### Extracted material

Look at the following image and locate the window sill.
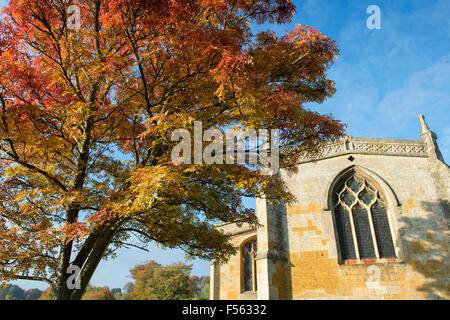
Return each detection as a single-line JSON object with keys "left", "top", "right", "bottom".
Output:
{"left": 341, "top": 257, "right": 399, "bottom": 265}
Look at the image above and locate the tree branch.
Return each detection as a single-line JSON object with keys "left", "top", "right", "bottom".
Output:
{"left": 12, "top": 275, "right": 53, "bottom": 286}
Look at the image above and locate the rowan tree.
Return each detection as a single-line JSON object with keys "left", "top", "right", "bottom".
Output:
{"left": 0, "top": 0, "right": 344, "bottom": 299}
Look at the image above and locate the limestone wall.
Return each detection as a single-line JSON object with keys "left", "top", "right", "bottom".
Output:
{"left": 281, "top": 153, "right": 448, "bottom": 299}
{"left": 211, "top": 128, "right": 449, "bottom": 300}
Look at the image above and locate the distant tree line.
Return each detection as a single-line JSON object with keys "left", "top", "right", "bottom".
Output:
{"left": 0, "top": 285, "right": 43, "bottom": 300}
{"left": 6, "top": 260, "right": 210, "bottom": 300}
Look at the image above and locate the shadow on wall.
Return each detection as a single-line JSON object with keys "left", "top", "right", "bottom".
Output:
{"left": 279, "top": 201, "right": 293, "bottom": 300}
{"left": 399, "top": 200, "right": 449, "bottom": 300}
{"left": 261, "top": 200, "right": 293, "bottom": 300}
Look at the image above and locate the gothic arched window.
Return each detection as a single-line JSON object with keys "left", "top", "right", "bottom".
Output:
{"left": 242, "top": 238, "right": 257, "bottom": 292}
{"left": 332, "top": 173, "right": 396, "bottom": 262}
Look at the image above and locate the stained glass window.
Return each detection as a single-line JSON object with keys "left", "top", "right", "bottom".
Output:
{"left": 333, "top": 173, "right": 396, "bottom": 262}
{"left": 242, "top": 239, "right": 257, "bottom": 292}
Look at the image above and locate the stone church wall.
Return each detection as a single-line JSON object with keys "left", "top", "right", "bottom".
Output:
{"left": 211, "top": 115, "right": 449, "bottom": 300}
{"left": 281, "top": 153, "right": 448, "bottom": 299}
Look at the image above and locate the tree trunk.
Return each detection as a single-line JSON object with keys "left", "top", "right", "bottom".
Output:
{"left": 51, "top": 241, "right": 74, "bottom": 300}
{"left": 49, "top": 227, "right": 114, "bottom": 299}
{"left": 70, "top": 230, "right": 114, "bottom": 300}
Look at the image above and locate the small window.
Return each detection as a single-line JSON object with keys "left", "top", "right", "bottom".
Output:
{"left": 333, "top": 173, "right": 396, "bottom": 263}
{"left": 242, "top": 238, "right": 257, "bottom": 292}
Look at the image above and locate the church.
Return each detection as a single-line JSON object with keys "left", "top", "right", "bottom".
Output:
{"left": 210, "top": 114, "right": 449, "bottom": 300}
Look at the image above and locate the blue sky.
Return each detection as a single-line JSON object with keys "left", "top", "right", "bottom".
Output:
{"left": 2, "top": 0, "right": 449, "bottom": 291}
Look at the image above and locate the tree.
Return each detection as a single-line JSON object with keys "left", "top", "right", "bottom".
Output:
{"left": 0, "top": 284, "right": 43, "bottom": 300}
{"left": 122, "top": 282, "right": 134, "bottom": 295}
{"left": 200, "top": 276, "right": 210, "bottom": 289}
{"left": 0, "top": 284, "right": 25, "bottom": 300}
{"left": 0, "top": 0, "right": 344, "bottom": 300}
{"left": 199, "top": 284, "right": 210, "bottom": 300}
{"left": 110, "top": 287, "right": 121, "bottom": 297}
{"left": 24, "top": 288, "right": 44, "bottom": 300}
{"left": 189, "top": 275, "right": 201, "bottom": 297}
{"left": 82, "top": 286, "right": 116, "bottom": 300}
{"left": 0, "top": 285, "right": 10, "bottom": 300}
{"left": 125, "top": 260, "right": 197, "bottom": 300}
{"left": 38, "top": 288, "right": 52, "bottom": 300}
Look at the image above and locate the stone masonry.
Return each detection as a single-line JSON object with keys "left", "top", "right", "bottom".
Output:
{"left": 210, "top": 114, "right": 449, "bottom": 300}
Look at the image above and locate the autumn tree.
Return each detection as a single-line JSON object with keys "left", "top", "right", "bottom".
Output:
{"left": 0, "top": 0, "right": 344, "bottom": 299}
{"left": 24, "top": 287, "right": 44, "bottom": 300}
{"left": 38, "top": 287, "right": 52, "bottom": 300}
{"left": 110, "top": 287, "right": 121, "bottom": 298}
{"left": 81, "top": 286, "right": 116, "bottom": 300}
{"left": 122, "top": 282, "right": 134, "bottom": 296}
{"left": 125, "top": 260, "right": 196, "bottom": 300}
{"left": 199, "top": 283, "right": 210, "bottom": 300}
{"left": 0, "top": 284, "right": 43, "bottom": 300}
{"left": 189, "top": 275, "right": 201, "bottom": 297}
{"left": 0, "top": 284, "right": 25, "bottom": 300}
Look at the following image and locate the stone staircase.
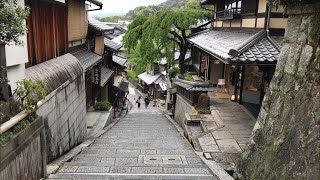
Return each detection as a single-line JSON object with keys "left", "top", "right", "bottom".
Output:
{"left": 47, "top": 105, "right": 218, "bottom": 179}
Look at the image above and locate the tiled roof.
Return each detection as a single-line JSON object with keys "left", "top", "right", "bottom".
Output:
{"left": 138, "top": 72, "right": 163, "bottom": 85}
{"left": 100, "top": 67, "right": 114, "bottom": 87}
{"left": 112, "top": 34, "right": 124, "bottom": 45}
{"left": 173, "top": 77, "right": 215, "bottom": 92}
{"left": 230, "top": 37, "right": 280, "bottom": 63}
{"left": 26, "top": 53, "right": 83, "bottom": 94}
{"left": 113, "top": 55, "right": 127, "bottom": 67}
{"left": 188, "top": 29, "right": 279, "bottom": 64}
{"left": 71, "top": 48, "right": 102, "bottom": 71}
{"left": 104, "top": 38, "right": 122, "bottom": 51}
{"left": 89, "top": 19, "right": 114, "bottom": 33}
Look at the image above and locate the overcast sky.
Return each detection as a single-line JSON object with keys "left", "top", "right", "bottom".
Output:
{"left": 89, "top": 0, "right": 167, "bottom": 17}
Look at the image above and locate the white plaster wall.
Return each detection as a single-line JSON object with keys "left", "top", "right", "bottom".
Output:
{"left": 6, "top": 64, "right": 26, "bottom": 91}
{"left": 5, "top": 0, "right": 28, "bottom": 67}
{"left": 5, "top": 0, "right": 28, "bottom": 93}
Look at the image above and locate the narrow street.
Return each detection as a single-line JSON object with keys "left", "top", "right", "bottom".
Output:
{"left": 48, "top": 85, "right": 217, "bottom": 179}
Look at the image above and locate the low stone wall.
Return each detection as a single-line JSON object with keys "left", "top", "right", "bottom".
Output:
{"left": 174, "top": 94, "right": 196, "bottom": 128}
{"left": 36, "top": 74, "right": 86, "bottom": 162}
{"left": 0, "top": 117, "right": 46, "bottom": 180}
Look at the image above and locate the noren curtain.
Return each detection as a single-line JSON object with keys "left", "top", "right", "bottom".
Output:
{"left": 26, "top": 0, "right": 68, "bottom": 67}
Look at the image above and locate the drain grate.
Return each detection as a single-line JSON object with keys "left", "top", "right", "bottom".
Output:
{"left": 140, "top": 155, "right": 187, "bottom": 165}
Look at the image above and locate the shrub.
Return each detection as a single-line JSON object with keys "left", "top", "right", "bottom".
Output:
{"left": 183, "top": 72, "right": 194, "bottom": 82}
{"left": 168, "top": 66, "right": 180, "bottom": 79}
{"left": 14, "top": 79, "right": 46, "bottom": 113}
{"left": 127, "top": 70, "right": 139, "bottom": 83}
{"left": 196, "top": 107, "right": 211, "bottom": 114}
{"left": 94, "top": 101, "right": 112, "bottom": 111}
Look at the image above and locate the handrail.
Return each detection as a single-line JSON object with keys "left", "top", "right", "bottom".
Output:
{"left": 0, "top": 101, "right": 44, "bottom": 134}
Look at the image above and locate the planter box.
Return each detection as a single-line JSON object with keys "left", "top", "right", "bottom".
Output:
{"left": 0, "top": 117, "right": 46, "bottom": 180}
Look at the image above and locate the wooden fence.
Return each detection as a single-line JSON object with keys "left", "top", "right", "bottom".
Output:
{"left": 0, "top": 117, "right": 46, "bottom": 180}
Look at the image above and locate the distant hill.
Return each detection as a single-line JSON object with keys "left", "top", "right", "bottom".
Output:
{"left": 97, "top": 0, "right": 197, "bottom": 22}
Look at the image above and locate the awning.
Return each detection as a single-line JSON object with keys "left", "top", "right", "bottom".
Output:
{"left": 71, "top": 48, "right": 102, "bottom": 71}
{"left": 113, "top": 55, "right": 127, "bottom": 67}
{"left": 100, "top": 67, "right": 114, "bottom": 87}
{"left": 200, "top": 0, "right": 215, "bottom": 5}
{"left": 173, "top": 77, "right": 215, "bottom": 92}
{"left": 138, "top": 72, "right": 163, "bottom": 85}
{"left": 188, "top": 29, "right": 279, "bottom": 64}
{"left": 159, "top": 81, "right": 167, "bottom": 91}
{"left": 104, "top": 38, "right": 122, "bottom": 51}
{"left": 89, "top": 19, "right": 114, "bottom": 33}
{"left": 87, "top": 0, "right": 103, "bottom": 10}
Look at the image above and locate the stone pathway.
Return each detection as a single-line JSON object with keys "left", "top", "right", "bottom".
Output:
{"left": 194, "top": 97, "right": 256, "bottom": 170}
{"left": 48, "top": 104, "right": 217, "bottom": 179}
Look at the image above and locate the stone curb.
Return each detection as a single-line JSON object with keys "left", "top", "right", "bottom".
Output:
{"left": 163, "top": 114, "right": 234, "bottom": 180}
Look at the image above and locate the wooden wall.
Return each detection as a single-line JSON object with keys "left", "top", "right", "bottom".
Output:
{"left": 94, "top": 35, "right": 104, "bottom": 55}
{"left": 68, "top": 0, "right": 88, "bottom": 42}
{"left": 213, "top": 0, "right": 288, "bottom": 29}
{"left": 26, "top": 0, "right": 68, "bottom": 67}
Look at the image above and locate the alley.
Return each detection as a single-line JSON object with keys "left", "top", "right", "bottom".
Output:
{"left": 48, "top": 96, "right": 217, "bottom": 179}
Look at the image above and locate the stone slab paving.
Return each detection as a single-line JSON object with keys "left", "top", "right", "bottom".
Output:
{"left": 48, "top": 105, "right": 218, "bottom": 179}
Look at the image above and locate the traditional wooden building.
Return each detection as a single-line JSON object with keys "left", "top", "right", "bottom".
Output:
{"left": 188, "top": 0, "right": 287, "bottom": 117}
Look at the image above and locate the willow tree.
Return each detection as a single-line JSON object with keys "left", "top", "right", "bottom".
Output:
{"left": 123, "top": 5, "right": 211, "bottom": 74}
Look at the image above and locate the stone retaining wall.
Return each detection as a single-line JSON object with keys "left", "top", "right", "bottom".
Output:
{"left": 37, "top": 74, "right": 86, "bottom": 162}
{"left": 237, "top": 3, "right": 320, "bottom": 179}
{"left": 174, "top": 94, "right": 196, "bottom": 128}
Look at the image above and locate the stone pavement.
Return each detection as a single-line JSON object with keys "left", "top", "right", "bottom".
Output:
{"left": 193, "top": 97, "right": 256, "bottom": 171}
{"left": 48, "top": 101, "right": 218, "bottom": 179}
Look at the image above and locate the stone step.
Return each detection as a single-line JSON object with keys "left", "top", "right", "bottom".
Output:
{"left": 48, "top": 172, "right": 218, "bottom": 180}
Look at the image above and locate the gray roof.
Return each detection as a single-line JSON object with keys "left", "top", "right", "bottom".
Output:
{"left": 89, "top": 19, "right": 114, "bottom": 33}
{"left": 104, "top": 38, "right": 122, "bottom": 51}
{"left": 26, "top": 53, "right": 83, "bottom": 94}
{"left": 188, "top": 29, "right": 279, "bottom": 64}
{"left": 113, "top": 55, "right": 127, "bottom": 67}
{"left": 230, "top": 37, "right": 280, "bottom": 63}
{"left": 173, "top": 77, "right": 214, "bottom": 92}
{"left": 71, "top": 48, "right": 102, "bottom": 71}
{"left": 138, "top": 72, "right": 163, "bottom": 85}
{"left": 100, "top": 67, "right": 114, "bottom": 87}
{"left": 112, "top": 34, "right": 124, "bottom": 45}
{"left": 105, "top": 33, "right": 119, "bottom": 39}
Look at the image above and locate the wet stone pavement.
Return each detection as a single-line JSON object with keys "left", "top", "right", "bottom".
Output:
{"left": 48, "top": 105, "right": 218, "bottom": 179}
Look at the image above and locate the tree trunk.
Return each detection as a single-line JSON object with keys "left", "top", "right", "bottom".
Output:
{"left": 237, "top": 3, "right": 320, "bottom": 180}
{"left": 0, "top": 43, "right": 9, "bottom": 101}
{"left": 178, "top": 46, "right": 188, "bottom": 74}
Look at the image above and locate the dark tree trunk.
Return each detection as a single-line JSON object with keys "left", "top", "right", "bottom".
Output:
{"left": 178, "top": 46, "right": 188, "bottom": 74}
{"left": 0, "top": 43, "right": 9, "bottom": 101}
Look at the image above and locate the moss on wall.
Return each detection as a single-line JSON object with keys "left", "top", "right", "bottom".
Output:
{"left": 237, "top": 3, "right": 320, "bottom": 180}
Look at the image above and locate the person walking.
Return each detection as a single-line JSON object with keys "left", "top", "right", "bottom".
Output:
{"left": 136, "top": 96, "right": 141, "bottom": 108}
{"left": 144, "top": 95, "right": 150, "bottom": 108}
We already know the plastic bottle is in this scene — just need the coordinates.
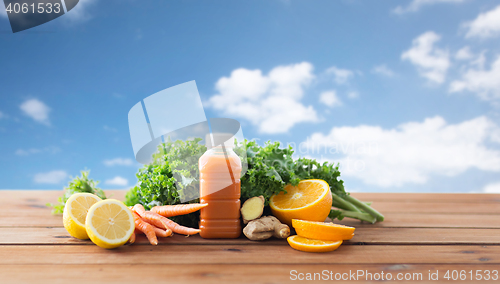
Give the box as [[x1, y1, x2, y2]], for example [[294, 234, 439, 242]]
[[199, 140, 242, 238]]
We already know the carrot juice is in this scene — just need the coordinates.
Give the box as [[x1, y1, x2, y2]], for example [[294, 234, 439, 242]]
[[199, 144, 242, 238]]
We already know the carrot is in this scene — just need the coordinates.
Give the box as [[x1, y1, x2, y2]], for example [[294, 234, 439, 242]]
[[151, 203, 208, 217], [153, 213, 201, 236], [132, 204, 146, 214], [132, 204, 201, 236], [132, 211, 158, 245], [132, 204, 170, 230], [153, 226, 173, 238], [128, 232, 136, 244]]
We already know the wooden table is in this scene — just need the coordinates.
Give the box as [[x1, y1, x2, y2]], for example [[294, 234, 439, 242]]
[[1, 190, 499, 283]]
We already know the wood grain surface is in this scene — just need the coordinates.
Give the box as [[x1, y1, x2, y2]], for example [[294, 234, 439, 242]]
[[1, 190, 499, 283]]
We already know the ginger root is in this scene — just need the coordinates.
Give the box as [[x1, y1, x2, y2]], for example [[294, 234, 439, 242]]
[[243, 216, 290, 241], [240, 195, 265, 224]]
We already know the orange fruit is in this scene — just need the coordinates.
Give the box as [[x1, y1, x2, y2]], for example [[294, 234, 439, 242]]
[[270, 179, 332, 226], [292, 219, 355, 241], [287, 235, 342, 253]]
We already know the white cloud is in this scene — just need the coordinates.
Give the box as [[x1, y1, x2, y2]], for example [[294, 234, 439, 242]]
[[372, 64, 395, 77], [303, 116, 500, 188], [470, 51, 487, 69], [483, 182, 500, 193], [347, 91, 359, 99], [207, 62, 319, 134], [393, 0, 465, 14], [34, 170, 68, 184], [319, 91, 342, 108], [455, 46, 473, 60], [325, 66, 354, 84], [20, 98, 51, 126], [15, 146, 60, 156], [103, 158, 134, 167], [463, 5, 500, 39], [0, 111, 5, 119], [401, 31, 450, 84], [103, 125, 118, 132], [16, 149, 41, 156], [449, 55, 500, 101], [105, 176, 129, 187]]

######

» **About this exercise**
Every line above that includes the string "wooden" should be counted, and the answer should be that number only.

» **Response to the exercise**
4